» ЗАДАНИЕ A
Перепишите фрагмент текста о письмах Кропоткина и Фигнер, который начинается со слов «П. Н. Кропоткин» и заканчивается словами «лишь самих себя.», заменив «короли и папы» на «монархи и понтифики».

» ТЕКСТ ДОКУМЕНТА
------------------------------------------------------------------------
П. Н. Кропоткин – В. И. Ленину, 1918 год, после объявления «красного террора»: «…В 1794 года «Террористы Комитета Общественной Безопасности оказались могильщиками народной революции.

…Неужели не нашлось среди вас никого, чтобы напомнить, что такие меры – представляющие возврат к худшим временам средневековья и религиозных войн – недостойны людей, взявшихся созидать будущее общество на коммунистических началах. Даже короли и папы отказались от такого варварского способа самозащиты, как заложничество. Как же вы, проповедники новой жизни и строители новой общественности, можете прибегать к такому оружию для защиты от врагов? Не является ли это признаком, что вы считаете свой коммунистический опыт неудавшимся и вы спасаете уже не дорогое вам дело строительства новой жизни, а лишь самих себя.

Я верю, что для лучших из вас будущее коммунизма дороже собственной жизни. Один помысел об этом будущем должен заставить вас отвергнуть такие меры».


В. Н. Фигнер – П. А. Кропоткину, 20.12.1918: «Твое письмо о заложниках я прочла и удивилась, что ты предлагал сделать замечания: ибо письмо превосходно. Сначала, когда я прочла его только глазами, оно не произвело сильного впечатления, но вчера я прочла его вслух, с толком, и оно показалось мне прекрасным. Таково же было впечатление Муравьевых – мужа и жены, Кусковой и Прокоповича, и мы единодушно говорим тебе – нужно его послать.

Жаль, что недели три прошло уже со времени этого распоряжения. И когда, собравшись на совет, мы обсуждали, какое мы могли бы сделать выступление, то было постановлено теперь уже не выступать, так как время упущено. Но впредь вменяется в обязанность президиуму реагировать тотчас же. Что касается твоего письма – мы все думали, что оно так хорошо, что необходимо пустить его в дело, тем более, что оно исходит от тебя».
------------------------------------------------------------------------
» ВХОДНЫЕ ДАННЫЕ
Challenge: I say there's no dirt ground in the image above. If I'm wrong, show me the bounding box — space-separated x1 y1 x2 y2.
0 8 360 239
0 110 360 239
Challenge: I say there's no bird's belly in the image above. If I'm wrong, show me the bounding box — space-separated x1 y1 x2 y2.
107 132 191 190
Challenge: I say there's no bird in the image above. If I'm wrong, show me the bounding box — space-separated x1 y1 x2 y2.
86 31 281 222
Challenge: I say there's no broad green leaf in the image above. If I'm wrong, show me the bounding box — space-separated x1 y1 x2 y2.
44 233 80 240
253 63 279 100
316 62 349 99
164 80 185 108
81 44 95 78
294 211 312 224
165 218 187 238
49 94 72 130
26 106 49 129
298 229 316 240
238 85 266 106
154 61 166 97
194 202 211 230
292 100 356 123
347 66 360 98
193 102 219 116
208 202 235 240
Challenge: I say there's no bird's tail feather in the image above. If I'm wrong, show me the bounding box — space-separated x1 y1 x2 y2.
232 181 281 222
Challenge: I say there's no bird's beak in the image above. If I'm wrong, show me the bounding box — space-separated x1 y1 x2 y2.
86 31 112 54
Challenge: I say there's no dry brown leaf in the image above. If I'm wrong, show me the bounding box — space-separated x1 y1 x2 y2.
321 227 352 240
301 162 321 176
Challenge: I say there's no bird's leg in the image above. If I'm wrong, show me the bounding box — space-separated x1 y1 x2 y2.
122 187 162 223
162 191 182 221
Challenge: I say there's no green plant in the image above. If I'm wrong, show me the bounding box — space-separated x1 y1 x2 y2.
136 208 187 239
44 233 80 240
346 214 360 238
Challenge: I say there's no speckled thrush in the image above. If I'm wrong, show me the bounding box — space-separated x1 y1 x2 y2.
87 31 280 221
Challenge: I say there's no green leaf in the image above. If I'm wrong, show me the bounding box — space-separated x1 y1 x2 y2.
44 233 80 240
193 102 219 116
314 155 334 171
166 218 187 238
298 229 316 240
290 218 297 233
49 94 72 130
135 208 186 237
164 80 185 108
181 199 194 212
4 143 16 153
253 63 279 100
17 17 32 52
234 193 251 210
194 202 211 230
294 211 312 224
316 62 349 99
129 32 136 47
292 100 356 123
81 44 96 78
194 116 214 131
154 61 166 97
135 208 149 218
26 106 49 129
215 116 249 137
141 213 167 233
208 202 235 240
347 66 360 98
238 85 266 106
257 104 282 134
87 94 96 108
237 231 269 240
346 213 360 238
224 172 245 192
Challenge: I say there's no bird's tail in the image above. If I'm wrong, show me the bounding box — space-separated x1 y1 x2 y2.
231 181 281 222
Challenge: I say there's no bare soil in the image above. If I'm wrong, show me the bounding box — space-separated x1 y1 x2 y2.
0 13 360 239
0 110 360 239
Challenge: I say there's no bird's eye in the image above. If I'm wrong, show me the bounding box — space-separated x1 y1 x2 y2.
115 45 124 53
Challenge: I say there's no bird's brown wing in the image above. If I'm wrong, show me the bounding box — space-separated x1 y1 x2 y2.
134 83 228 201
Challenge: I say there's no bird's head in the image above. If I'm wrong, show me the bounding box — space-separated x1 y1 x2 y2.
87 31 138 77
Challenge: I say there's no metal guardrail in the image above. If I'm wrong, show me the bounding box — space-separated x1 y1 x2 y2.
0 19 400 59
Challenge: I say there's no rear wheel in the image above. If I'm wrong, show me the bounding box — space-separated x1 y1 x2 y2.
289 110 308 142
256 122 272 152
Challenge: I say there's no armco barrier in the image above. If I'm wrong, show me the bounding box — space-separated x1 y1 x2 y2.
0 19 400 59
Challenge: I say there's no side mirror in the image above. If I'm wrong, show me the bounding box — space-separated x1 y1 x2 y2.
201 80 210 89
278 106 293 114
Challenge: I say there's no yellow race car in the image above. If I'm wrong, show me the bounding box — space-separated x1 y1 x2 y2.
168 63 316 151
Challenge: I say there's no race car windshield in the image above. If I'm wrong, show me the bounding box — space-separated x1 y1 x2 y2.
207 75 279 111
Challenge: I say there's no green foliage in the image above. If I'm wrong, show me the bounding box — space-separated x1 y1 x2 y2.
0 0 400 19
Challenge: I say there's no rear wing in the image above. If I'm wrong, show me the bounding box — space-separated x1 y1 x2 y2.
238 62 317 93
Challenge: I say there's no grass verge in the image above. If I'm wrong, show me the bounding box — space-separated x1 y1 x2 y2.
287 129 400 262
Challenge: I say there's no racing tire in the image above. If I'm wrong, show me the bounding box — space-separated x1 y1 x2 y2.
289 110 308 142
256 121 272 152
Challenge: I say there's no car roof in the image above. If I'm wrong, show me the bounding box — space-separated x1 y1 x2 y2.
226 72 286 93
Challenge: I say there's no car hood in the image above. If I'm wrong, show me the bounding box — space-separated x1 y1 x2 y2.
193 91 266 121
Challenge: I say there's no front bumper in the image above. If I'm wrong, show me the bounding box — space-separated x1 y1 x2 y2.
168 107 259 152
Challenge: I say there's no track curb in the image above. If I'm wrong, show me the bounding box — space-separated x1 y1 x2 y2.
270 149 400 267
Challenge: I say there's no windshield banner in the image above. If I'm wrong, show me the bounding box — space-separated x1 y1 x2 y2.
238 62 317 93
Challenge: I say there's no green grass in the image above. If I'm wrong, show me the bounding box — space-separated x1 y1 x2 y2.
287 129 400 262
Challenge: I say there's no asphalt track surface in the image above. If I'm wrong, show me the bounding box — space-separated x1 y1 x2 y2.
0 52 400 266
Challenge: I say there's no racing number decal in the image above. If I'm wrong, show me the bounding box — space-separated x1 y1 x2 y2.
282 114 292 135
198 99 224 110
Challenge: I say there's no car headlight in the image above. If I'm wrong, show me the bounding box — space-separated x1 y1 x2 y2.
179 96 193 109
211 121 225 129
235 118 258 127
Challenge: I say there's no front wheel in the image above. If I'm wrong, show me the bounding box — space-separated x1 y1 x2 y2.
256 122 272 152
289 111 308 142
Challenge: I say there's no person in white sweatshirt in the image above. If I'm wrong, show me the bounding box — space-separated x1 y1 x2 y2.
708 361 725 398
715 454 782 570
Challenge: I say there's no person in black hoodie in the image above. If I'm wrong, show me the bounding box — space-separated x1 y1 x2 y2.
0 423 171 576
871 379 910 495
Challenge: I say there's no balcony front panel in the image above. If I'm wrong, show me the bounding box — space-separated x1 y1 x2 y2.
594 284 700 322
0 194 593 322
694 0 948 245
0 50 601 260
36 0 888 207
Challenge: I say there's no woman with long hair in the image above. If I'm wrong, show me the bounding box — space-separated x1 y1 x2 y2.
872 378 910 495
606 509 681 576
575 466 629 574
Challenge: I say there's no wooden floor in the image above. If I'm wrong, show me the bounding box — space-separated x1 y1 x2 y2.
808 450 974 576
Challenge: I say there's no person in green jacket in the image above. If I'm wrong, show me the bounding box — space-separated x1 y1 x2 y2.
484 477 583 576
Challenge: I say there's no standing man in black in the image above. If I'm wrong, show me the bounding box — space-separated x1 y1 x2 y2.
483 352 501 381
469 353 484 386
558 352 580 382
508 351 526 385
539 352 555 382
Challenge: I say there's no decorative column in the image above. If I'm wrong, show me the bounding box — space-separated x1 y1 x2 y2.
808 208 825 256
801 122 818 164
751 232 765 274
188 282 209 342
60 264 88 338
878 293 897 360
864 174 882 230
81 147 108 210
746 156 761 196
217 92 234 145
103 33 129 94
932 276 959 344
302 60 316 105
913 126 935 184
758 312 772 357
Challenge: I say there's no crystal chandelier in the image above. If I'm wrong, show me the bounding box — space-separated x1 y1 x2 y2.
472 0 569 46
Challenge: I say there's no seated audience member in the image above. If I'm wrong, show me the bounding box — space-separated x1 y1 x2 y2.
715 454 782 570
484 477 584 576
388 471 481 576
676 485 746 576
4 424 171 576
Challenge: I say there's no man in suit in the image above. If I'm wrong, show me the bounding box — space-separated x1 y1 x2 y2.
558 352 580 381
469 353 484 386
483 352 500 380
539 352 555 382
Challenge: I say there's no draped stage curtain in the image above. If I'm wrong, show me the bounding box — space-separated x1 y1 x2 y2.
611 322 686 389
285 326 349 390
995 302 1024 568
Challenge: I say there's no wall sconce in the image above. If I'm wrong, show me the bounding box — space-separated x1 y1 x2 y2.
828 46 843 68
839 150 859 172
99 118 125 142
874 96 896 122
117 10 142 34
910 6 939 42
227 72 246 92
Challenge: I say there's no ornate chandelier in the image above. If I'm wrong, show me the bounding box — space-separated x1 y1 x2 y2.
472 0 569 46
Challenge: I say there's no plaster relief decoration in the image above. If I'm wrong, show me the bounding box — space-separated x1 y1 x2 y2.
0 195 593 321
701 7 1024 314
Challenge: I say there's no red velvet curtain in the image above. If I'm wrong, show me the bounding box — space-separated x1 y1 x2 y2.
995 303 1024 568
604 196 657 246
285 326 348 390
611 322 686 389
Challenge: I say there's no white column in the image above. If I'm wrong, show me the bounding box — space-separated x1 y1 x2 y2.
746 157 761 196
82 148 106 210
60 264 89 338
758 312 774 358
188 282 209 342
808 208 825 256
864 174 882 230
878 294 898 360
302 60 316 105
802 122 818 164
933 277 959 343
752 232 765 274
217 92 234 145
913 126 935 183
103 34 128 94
------------------------------------------------------------------------
» ЗАДАНИЕ B
Перенесите в CSV с двумя столбцами, «запрос» и «ответ», строки входных данных начиная со строки, содержащей «Challenge: I say there's no bird's eye», и заканчивая строкой, содержащей «207 75 279 111». Каждой формулировке с её ответом отведите одну строку CSV. Каждое значение заключите в кавычки, а переводы строк внутри значения замените пробелами.

» ПРАВИЛЬНЫЙ ОТВЕТ A
П. Н. Кропоткин – В. И. Ленину, 1918 год, после объявления «красного террора»: «…В 1794 года «Террористы Комитета Общественной Безопасности оказались могильщиками народной революции.

…Неужели не нашлось среди вас никого, чтобы напомнить, что такие меры – представляющие возврат к худшим временам средневековья и религиозных войн – недостойны людей, взявшихся созидать будущее общество на коммунистических началах. Даже монархи и понтифики отказались от такого варварского способа самозащиты, как заложничество. Как же вы, проповедники новой жизни и строители новой общественности, можете прибегать к такому оружию для защиты от врагов? Не является ли это признаком, что вы считаете свой коммунистический опыт неудавшимся и вы спасаете уже не дорогое вам дело строительства новой жизни, а лишь самих себя.

» ПРАВИЛЬНЫЙ ОТВЕТ B
запрос,ответ
"Challenge: I say there's no bird's eye in the image above. If I'm wrong, show me the bounding box — space-separated x1 y1 x2 y2.","115 45 124 53"
"Challenge: I say there's no bird's brown wing in the image above. If I'm wrong, show me the bounding box — space-separated x1 y1 x2 y2.","134 83 228 201"
"Challenge: I say there's no bird's head in the image above. If I'm wrong, show me the bounding box — space-separated x1 y1 x2 y2.","87 31 138 77"
"Challenge: I say there's no metal guardrail in the image above. If I'm wrong, show me the bounding box — space-separated x1 y1 x2 y2.","0 19 400 59"
"Challenge: I say there's no rear wheel in the image above. If I'm wrong, show me the bounding box — space-separated x1 y1 x2 y2.","289 110 308 142 256 122 272 152"
"Challenge: I say there's no armco barrier in the image above. If I'm wrong, show me the bounding box — space-separated x1 y1 x2 y2.","0 19 400 59"
"Challenge: I say there's no side mirror in the image above. If I'm wrong, show me the bounding box — space-separated x1 y1 x2 y2.","201 80 210 89 278 106 293 114"
"Challenge: I say there's no yellow race car in the image above. If I'm wrong, show me the bounding box — space-separated x1 y1 x2 y2.","168 63 316 151"
"Challenge: I say there's no race car windshield in the image above. If I'm wrong, show me the bounding box — space-separated x1 y1 x2 y2.","207 75 279 111"